Passage provided.

--- START ---

Mechanics of Hierarchical Architecture


Mechanics of Nano-Architected Materials

Personnel: Carlos Portela (Ph.D. student in Mechanical Engineering) and Widi Moestopo (Ph.D. student in Mechanical Engineering)

Mechanics of Nano-Architected Materials

Micro- and nanolattices represent an emerging class of structural metamaterials that possess unique combinations of properties like ultralight weight, energy absorption, damage tolerance, enhanced deformability, metafluidic behavior, extremely low dielectric constants, and negative thermal expansion coefficients to name a few. Incorporating three-dimensional (3D) architecture into materials design across multiple length scales has led to the creation of advanced materials with novel mechanical properties, such as ultralight weight, negative Poisson’s ratios, enhanced heat capacity, and near infinite bulk-to-shear modulus ratios. Despite many proof-of-concept demonstrations, very few guiding principles exist for designing architectures that efficiently integrate structural and microstructural deformation mechanisms. Understanding the complex interplay between constituent materials and architecture is crucial to creating and optimizing new materials with tunable properties. As the characteristic features of architected materials are reduced to microscale, a question arises whether they are better described as discrete structures or continuum-like materials – especially in the context of flaw sensitivity and failure.

Using novel 3D patterning fabrication and a combination of experiments, finite element analysis, and theory, we are developing new principles that describe and quantify the mechanics of lattice architectures because classical theories are insufficient to capture and predict the full range of their mechanical properties. We are bridging the gap between in-situ mechanical experiments and computationally efficient models, with the objective of developing scaling laws that can better predict the mechanical behavior of the nano-architected materials that are currently being manufactured.


Microstructural Complexity of Biomaterials and Bio-Mimicking: Human Bone and Diatoms

Personnel: Ottman Tertuliano (Ph.D. student in Materials Science) and Dr. Alessandro Maggi (Ph.D. student in Medical Engineering, just defended)

--- END ---

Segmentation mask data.
--- START ---

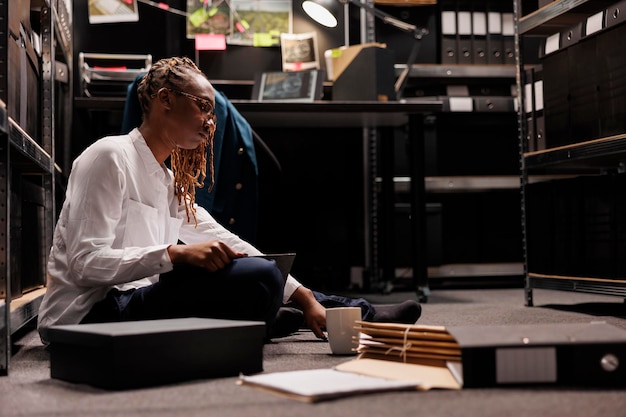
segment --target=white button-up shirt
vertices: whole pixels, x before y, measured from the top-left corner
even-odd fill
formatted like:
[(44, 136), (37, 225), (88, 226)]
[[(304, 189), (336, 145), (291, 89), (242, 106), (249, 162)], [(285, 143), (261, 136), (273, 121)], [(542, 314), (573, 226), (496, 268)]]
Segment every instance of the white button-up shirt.
[[(235, 251), (261, 254), (204, 208), (197, 207), (196, 218), (197, 227), (178, 204), (172, 172), (157, 162), (139, 130), (88, 147), (74, 161), (54, 232), (39, 308), (42, 339), (52, 325), (79, 323), (113, 287), (157, 282), (172, 270), (167, 247), (178, 240), (221, 240)], [(285, 302), (299, 286), (289, 276)]]

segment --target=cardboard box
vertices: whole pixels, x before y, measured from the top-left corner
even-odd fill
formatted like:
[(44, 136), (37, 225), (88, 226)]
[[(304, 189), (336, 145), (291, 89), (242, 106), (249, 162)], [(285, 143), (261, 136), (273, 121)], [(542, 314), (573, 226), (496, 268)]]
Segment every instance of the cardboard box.
[(50, 376), (129, 389), (263, 370), (265, 324), (201, 318), (53, 326)]
[(369, 43), (331, 50), (333, 100), (390, 101), (394, 90), (393, 51)]

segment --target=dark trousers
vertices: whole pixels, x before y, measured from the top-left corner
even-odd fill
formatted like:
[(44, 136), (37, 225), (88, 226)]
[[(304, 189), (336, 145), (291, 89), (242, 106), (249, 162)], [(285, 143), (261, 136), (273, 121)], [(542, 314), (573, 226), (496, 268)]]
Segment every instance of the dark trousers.
[(264, 321), (269, 333), (284, 285), (275, 262), (264, 258), (234, 259), (213, 273), (175, 265), (155, 284), (109, 291), (81, 323), (205, 317)]

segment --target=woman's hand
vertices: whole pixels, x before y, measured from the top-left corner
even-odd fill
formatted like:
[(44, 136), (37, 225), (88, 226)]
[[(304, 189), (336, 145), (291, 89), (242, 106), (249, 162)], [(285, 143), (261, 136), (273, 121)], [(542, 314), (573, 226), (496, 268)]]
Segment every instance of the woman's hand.
[(302, 307), (304, 320), (315, 336), (325, 339), (323, 329), (326, 328), (326, 309), (315, 299), (311, 290), (298, 287), (291, 295), (291, 301)]
[(227, 244), (219, 240), (194, 243), (191, 245), (171, 245), (167, 253), (172, 263), (184, 263), (205, 268), (210, 272), (218, 271), (235, 258), (246, 256), (245, 253), (235, 252)]

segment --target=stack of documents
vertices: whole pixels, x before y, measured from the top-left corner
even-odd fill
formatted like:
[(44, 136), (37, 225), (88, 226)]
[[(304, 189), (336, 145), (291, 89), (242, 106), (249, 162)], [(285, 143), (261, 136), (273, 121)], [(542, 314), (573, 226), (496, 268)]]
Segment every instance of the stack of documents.
[(406, 363), (461, 361), (461, 347), (442, 326), (358, 322), (361, 358)]

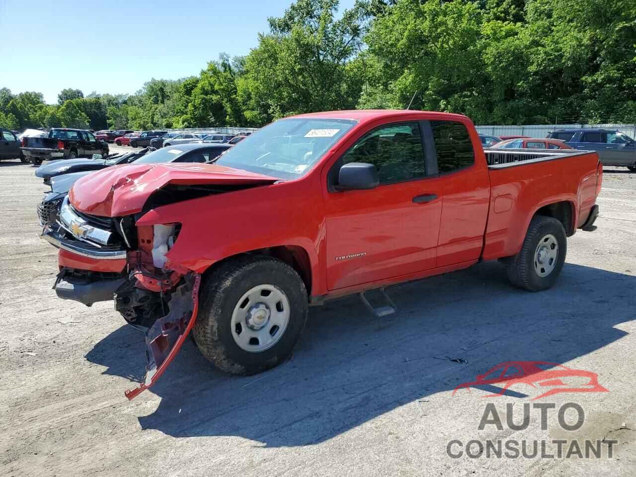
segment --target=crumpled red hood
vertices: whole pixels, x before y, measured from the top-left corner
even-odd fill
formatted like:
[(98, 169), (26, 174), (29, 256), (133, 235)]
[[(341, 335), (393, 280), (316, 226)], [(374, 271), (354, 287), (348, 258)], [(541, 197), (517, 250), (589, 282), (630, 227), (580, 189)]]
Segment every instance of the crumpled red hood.
[(69, 192), (80, 212), (103, 217), (136, 214), (153, 192), (168, 184), (272, 184), (268, 176), (215, 164), (130, 164), (107, 167), (82, 177)]

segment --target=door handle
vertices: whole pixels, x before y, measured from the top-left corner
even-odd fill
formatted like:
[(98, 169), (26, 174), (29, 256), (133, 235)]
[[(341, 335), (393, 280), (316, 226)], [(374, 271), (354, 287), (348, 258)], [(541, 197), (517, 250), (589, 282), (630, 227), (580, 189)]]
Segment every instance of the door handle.
[(422, 204), (424, 202), (430, 202), (437, 198), (437, 194), (422, 194), (416, 195), (413, 198), (413, 202), (415, 204)]

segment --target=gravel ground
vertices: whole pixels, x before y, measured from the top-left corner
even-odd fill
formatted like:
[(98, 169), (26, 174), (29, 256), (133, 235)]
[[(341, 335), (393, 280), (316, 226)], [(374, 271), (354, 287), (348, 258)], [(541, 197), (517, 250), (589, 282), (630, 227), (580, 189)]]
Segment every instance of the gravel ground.
[[(228, 377), (188, 341), (158, 384), (128, 402), (124, 390), (143, 375), (143, 335), (111, 303), (55, 298), (57, 252), (38, 238), (35, 212), (46, 188), (34, 170), (0, 163), (0, 474), (635, 474), (636, 174), (606, 170), (598, 229), (569, 239), (550, 291), (511, 287), (495, 262), (390, 289), (400, 311), (388, 318), (355, 297), (328, 302), (310, 310), (283, 365)], [(609, 392), (533, 401), (546, 388), (518, 385), (500, 397), (483, 386), (453, 395), (498, 363), (537, 360), (597, 373)], [(532, 404), (567, 402), (584, 410), (583, 425), (562, 429), (553, 410), (542, 429)], [(488, 403), (501, 430), (478, 429)], [(511, 429), (506, 417), (520, 422), (525, 404), (528, 426)], [(532, 453), (534, 440), (558, 439), (581, 448), (604, 439), (602, 458), (488, 457), (477, 444), (475, 458), (446, 453), (452, 439), (528, 439)]]

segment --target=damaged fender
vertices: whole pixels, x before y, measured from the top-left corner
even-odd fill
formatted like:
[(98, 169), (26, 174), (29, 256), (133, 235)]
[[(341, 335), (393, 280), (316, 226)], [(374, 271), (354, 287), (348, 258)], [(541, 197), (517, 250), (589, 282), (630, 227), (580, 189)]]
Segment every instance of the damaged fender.
[(168, 303), (168, 314), (157, 319), (146, 333), (148, 364), (144, 382), (125, 394), (132, 400), (153, 385), (179, 352), (197, 321), (198, 312), (199, 273), (191, 272), (177, 287)]

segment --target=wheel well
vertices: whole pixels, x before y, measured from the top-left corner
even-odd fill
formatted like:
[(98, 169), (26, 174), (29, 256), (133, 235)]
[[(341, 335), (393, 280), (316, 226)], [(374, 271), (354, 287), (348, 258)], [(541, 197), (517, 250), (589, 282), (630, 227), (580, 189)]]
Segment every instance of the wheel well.
[[(281, 261), (284, 261), (294, 270), (296, 270), (300, 278), (302, 279), (305, 287), (307, 289), (307, 294), (311, 296), (312, 291), (312, 267), (309, 261), (309, 254), (302, 247), (296, 245), (287, 245), (278, 247), (268, 247), (265, 249), (257, 249), (249, 252), (240, 254), (240, 255), (265, 255), (267, 256), (277, 258)], [(232, 256), (225, 258), (213, 265), (205, 273), (218, 266), (221, 262), (226, 262), (231, 260), (237, 256)]]
[(563, 200), (544, 205), (535, 213), (535, 216), (551, 217), (563, 224), (565, 235), (570, 237), (574, 233), (574, 214), (572, 202)]

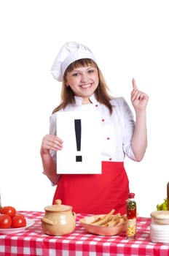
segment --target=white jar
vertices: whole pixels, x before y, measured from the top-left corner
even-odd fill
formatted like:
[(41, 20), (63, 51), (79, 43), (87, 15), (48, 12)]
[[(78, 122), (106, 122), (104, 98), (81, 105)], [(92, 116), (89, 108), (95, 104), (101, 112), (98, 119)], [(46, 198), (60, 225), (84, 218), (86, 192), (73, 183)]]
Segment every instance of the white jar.
[(169, 244), (169, 211), (152, 212), (150, 239), (153, 243)]

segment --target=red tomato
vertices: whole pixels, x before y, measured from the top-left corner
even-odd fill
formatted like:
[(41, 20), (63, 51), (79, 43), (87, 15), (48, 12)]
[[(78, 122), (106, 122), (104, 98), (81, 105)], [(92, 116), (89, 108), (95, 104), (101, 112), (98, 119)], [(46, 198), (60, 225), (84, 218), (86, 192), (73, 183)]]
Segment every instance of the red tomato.
[(12, 206), (4, 206), (1, 209), (1, 213), (2, 214), (9, 215), (10, 217), (13, 217), (16, 214), (16, 210)]
[(11, 217), (7, 214), (0, 214), (0, 228), (10, 228), (12, 224)]
[(26, 220), (23, 216), (20, 214), (16, 214), (12, 219), (12, 225), (11, 227), (13, 228), (16, 227), (23, 227), (26, 226)]

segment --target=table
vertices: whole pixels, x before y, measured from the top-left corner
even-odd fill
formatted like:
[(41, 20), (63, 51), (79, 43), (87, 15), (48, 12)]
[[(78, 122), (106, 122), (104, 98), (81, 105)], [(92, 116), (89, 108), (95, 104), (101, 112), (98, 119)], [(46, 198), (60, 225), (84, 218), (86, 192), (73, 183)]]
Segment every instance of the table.
[(79, 219), (88, 215), (76, 214), (74, 231), (63, 236), (50, 236), (41, 228), (44, 212), (20, 211), (34, 220), (34, 225), (20, 233), (0, 234), (0, 256), (167, 256), (169, 245), (154, 244), (149, 238), (150, 218), (138, 217), (137, 238), (128, 241), (125, 233), (102, 236), (88, 233)]

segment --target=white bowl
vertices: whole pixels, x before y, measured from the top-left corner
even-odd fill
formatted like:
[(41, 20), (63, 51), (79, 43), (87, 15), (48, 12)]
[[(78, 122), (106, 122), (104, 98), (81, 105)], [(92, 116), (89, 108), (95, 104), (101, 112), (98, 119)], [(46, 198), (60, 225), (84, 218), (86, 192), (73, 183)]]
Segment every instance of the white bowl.
[(127, 222), (119, 224), (114, 226), (102, 227), (91, 224), (95, 219), (103, 215), (94, 215), (80, 219), (81, 225), (89, 233), (100, 236), (115, 236), (119, 235), (126, 230)]

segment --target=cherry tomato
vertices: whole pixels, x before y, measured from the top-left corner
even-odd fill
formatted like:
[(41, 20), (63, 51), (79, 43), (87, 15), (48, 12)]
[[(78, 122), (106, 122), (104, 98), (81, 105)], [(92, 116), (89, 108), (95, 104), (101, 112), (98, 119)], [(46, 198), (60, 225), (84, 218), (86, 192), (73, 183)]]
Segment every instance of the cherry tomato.
[(16, 214), (12, 219), (12, 225), (11, 227), (13, 228), (16, 227), (23, 227), (26, 226), (26, 220), (25, 218), (20, 215)]
[(1, 208), (1, 213), (12, 218), (16, 214), (16, 209), (12, 206), (4, 206)]
[(0, 214), (0, 228), (10, 228), (12, 224), (11, 217), (7, 214)]

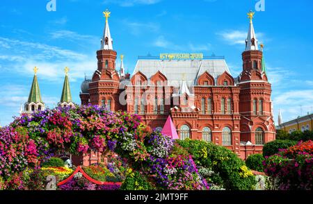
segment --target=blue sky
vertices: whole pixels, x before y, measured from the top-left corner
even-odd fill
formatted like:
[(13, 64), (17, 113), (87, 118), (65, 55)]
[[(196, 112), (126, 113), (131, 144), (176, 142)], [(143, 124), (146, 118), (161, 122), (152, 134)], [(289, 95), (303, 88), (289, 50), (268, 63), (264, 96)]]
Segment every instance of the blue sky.
[[(0, 124), (18, 115), (38, 74), (44, 102), (60, 100), (64, 67), (70, 67), (72, 95), (80, 103), (84, 73), (97, 68), (109, 8), (113, 48), (125, 55), (132, 73), (137, 56), (148, 53), (203, 53), (225, 56), (232, 74), (241, 70), (249, 21), (256, 0), (56, 0), (48, 12), (47, 1), (1, 0), (0, 3)], [(312, 112), (313, 106), (313, 2), (265, 0), (254, 26), (265, 44), (268, 77), (272, 83), (274, 117), (278, 110), (287, 121)], [(119, 66), (120, 60), (117, 60)]]

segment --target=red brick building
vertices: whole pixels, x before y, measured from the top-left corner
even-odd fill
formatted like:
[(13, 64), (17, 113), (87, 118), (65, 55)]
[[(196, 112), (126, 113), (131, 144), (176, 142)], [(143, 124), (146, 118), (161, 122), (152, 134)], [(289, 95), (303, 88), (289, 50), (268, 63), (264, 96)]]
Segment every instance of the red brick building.
[(252, 12), (242, 53), (243, 71), (236, 78), (224, 58), (186, 54), (138, 58), (131, 77), (125, 74), (122, 57), (118, 71), (109, 15), (97, 51), (97, 69), (92, 80), (81, 85), (82, 104), (138, 114), (145, 124), (157, 130), (170, 115), (180, 139), (223, 145), (243, 159), (262, 152), (264, 143), (275, 139), (271, 85)]

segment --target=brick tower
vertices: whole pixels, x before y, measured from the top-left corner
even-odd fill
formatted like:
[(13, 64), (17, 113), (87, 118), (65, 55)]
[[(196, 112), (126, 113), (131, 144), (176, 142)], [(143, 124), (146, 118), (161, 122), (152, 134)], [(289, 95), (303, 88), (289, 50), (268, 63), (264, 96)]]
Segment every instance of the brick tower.
[[(113, 40), (109, 27), (108, 19), (111, 12), (106, 10), (103, 13), (106, 24), (101, 49), (97, 51), (97, 69), (89, 83), (89, 99), (93, 105), (105, 105), (109, 110), (117, 111), (120, 109), (118, 101), (120, 76), (115, 70), (117, 53), (113, 49)], [(86, 99), (84, 101), (86, 101)]]
[(248, 13), (250, 26), (242, 53), (243, 71), (239, 76), (239, 112), (241, 141), (261, 146), (275, 139), (275, 126), (271, 99), (271, 85), (268, 83), (263, 58), (263, 45), (259, 50), (252, 19)]

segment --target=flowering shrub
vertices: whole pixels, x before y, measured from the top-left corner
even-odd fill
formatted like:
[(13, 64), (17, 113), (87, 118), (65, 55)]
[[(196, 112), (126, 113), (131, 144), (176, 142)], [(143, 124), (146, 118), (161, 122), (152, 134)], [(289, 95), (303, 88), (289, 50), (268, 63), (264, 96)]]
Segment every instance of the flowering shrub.
[(276, 179), (279, 189), (313, 189), (313, 142), (300, 142), (264, 162), (265, 173)]
[[(188, 153), (173, 153), (172, 146), (170, 138), (141, 124), (136, 114), (112, 112), (97, 105), (59, 107), (35, 112), (31, 117), (16, 118), (10, 126), (0, 130), (0, 176), (10, 179), (18, 188), (12, 175), (27, 167), (39, 168), (54, 154), (113, 151), (158, 189), (207, 189)], [(105, 177), (101, 179), (115, 178), (111, 170), (104, 169), (104, 173), (97, 168), (86, 171), (91, 176)], [(73, 178), (65, 185), (61, 188), (97, 187), (83, 178)]]

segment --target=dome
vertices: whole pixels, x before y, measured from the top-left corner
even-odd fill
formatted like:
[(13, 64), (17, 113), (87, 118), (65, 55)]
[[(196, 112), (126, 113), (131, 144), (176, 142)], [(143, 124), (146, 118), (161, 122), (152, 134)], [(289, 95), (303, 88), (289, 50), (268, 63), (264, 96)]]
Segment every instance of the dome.
[(88, 93), (89, 89), (89, 83), (91, 82), (90, 79), (86, 79), (81, 85), (81, 90), (82, 93)]

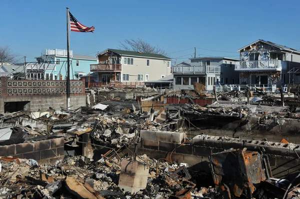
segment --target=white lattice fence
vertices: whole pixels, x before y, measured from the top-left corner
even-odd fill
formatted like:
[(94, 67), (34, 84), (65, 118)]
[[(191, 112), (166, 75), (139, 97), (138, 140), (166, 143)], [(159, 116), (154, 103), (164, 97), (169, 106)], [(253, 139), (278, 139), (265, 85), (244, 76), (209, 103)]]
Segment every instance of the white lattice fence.
[[(71, 81), (70, 92), (82, 93), (84, 92), (82, 81)], [(8, 80), (8, 95), (26, 95), (66, 93), (66, 81), (45, 80)]]

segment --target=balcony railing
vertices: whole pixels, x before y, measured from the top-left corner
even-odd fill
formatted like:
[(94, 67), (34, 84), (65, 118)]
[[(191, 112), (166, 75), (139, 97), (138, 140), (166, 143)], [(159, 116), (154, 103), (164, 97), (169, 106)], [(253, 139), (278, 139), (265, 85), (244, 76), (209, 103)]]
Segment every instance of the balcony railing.
[(287, 62), (282, 60), (236, 61), (236, 70), (286, 70)]
[(122, 68), (121, 64), (90, 64), (90, 71), (120, 71)]
[(26, 69), (28, 70), (45, 70), (55, 69), (56, 64), (50, 62), (43, 63), (28, 63), (26, 64)]
[[(73, 51), (70, 50), (70, 57), (73, 56)], [(60, 49), (46, 49), (44, 51), (44, 54), (45, 55), (54, 55), (54, 56), (68, 56), (68, 50), (62, 50)]]
[(202, 66), (174, 66), (172, 69), (173, 73), (204, 73), (220, 74), (221, 67), (220, 66), (204, 65)]

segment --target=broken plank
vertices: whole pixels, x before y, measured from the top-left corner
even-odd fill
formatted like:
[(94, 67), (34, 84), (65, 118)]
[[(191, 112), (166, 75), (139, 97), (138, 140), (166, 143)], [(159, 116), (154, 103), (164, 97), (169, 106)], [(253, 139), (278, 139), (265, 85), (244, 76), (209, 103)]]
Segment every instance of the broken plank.
[(74, 178), (68, 176), (65, 182), (67, 189), (74, 196), (82, 199), (98, 199), (82, 183)]

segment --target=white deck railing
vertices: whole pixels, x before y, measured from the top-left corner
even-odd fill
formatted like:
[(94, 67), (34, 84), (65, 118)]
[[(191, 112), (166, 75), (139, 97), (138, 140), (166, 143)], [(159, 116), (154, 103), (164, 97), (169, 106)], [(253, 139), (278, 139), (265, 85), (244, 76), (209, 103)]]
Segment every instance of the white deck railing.
[[(70, 57), (73, 56), (73, 51), (70, 50)], [(44, 52), (45, 55), (68, 56), (68, 50), (60, 49), (46, 49)]]
[[(233, 90), (243, 91), (246, 89), (246, 87), (249, 86), (250, 90), (254, 90), (256, 88), (260, 89), (264, 92), (275, 93), (279, 92), (280, 88), (277, 88), (276, 84), (272, 84), (267, 86), (264, 85), (260, 86), (258, 84), (230, 84), (224, 86), (216, 86), (217, 92), (228, 92)], [(288, 87), (284, 85), (283, 88), (284, 92), (288, 92)]]
[(220, 66), (204, 65), (202, 66), (174, 66), (172, 70), (174, 73), (206, 73), (218, 74), (221, 72)]
[(286, 70), (287, 62), (282, 60), (242, 61), (236, 62), (236, 70)]

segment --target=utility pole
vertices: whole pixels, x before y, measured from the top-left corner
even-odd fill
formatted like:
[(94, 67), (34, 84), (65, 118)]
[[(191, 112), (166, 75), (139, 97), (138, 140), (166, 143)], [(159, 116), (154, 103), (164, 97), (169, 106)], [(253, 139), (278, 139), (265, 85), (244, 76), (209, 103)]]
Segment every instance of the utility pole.
[(25, 76), (24, 79), (27, 79), (27, 69), (26, 68), (26, 56), (24, 56), (24, 75)]
[(67, 62), (68, 67), (66, 69), (66, 108), (68, 109), (70, 106), (70, 15), (68, 13), (68, 7), (66, 7), (66, 50), (67, 50)]

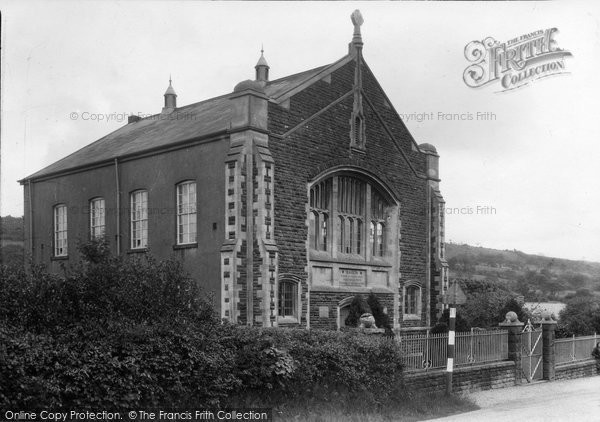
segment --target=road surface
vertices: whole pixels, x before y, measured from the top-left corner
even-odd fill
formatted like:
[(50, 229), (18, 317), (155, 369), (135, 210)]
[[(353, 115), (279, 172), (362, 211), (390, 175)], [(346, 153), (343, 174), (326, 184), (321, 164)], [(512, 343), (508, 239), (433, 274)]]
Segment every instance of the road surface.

--- END ---

Task set.
• 1. Using the hierarchical architecture page, answer:
(a) Which two people are listed for the work on nano-architected materials?
(b) What combination of approaches, along with novel 3D patterning fabrication, is being used to develop new principles for lattice architectures?
(c) What field is Ottman Tertuliano's Ph.D. in?
• 2. Write the next part of the hierarchical architecture page, picking up after its final line.

Answers to the exercise.
• 1.
(a) Carlos Portela and Widi Moestopo.
(b) Experiments, finite element analysis, and theory.
(c) Materials Science.

• 2.
Human bone is a sophisticated, hierarchically arranged composite that has intrigued scientists for a long time. Part of the reason why it has been challenging to fully understand the structure and properties of bone is because of its multi-scale nature: components range in size from some nanometers to microns to millimeters and centimeters. Isolating a particular feature has been very challenging. We use the Focused Ion Beam (FIB), nanoindenters, and transmission electron microscopy (TEM) to excise micron-sized site-specific sections of human bone to characterize its microstructure and to conduct in-situ nanomechanical experiments on these tiny bone samples to determine their strength, failure, and fracture toughness.


In addition to studying human bone, our group is investigating the role of scaffolds for bone cell proliferation and tissue formation. The precise mechanisms that lead to orthopedic implant failure are not well understood; it is believed that the micromechanical environment at the bone-implant interface regulates structural stability of an implant. We are interested in understanding how the 3D mechanical environment of an implant affects bone formation during early osteointegration. We design and fabricate three-dimensional (3D) rigid polymer scaffolds with architectures whose strut dimensions and geometries are on the same order as osteoblasts’ focal adhesions and pore sizes on the order of cell size coated with biocompatible materials and assess the cells’ viability and proliferation as a function of structural stiffness and design parameters.

SEM images of frustules
SEM images of (a) one half of Coscinodiscus sp. frustule on a Si substrate. (b) a zoomed-in view of the square region depicted in (a) showing the cross-section of the frustule and the double-wall structure

Our group is also interested in bio-mimicking natural hard biomaterials because they are exceptionally resilient. We have been particularly interested in understanding the mechanical response of natural marine diatoms, as well as in fabricating life-sized synthetic replicas of diatom coscinodiscus sp frustules out of cyclohexyl polyhedral oligomeric silsesquioxanes (POSS). We demonstrate that these synthetic structures have biosilica-like amorphous atomic-level microstructure and mechanical attributes similar to those of a natural diatom. We conduct In-situ beam bending and fracture experiments on micron-sized excised sections of natural and synthetic diatoms and demonstrate that their mechanical properties are indistinguishable. The demonstrated ability to fabricate a synthetic hard biomaterial that is virtually indistinguishable from its natural counterpart while capturing its complex architecture, microstructure, and mechanical properties provides a powerful platform for investigating the specific role of each geometrical feature at every relevant length scale in the often sophisticated, multi-scale hierarchical construct of hard biomaterials and provides a robust pathway for property optimization.